In October 2012, Twitter made headlines when it purchased an app called Vine for $30 million. At the time, the app was unfamiliar to most. However, in recent months, it’s exploded onto the national information and media scenes, and there are no signs that its rapid growth will slow down any time soon.
Vine gives Twitter users another way to share their media among followers. It allows people to make short six-second movies that loop in a manner similar to a GIF and then share them online. Clips can be shot in one six-second block or can be stitched together from shorter shots.
While some may view this as a simple distraction that will quickly disappear from the public consciousness, leaving no major impact, evidence shows otherwise. In the aftermath of the Boston Bombing earlier this spring, the first videos from the scene came not from news cameras, but from Vine accounts.
This viral, crowd-sourced journalism has the potential to radically change the way in which the average person receives and processes major news. The streamlined, time-limited format allows for a condensed focus on necessary details, and the app’s social media integration ensures that it can be shared with the click of a button.
In addition, major brands have begun to seize upon Vine as a marketing device. Some of the world’s largest companies have already established Vine presences, with Lowes releasing a series of Vines explaining simple, DIY home repairs, and companies such as Gap using it to build enthusiasm for incoming fashion lines. Other brands such as Pepsi have used the service to build buzz for new or struggling products, in this case, Pepsi’s “Max” energy drink.
This represents a brand-new, incredibly low-cost type of marketing that has the potential to add an entirely new dynamic to the advertising industry. Not only can Vines simply be shot and uploaded on an iPhone, cutting out traditional production costs, but they are also showing to be more successful than traditional online video advertising.
According to a recently released study by Unruly Media, branded Vines receive, on average, four times as many views as other branded online video ads. With the recent growth of mobile online video advertising, the mobile experience provided by Vine will only serve to have more of an influence on the marketplace.
The app presents an almost unlimited series of marketing possibilities, from short, attention-grabbing six-second ads to short clips that build interest for a larger content marketing plan. Given the aforementioned ease with which they can be shared, they also have the potential to reach enormous and incredibly diverse audiences that may not be traditionally targeted in demographic-based video advertising.

* * * * * * *

**To do**
1. In the article on Vine, rewrite the stretch from "This represents a" through "on the marketplace.", swapping "Unruly Media" for "a research firm".
2. According to the article on Vine, how much did Twitter pay for the app?
3. Continue the article on Vine from where it stops.

(Stored data entries)
* * * * * * *

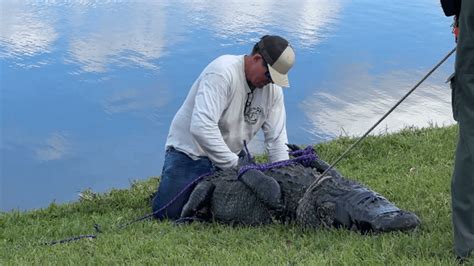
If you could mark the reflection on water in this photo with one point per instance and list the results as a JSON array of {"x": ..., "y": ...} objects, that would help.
[
  {"x": 89, "y": 88},
  {"x": 360, "y": 99}
]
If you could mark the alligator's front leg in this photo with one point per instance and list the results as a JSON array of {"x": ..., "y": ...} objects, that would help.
[{"x": 198, "y": 198}]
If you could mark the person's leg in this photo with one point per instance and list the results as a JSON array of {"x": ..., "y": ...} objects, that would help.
[
  {"x": 179, "y": 170},
  {"x": 462, "y": 192}
]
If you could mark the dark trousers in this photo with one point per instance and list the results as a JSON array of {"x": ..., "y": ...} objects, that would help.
[{"x": 179, "y": 170}]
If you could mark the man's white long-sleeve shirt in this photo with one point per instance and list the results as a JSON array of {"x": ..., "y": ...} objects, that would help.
[{"x": 214, "y": 120}]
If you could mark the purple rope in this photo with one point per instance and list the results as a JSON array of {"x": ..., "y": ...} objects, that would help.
[
  {"x": 247, "y": 151},
  {"x": 305, "y": 157}
]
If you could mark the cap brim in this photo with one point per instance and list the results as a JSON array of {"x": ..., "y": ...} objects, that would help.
[{"x": 278, "y": 78}]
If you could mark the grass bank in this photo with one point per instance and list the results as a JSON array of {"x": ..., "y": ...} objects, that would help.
[{"x": 411, "y": 168}]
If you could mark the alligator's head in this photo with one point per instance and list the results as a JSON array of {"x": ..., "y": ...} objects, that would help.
[{"x": 338, "y": 202}]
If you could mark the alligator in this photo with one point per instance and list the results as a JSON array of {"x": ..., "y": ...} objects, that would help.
[{"x": 296, "y": 193}]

* * * * * * *

**Numbered answers**
1.
This represents a brand-new, incredibly low-cost type of marketing that has the potential to add an entirely new dynamic to the advertising industry. Not only can Vines simply be shot and uploaded on an iPhone, cutting out traditional production costs, but they are also showing to be more successful than traditional online video advertising.
According to a recently released study by a research firm, branded Vines receive, on average, four times as many views as other branded online video ads. With the recent growth of mobile online video advertising, the mobile experience provided by Vine will only serve to have more of an influence on the marketplace.

2. $30 million

3.
Vine’s meteoric rise has met with a few obstacles. Many criticized the app early after its release due to the large quantity of pornography that initially flooded many user accounts. In addition, many detractors initially pointed out the app’s lack of an editing function for the titles and captions of posted Vines. The native linking system has been panned as well. However, proponents have stressed that the app, although it has seen widespread adoption, is still in beta testing. By the time that the app is truly considered to be finished, many of these issues should be rectified.
Despite these initial setbacks, all signs point to a massive future for Vine. While the app presents some incredibly intriguing opportunities for the journalistically inclined, its true potential lies in the field of business. With its seamless Twitter integration, Vine is really the first type of social media that can bring in advertisements in an unobtrusive manner. The social aspect also allows the content to be widely disseminated and viewed at an almost nonexistent cost.
This social media integration has given Vine the opportunity to be the first social advertising platform. Although services such as Facebook have displayed tailored ad content for years, these ads have traditionally existed in the form of obvious sidebar displays or similar offerings. Vine allows brands to completely integrate their communication and advertising in a way that consumers have had little to no exposure to.
Vine’s potential to revolutionize the flow of information can’t be overstated. Simply put, it’s a visual version of Twitter, and one only has to look at recent historical events to understand the power that social media can have and the speed with which it can spread content around the globe. Vine may not only change the way we consume social media, but the way in which businesses reach new consumers and the way in which they advertise their products to them.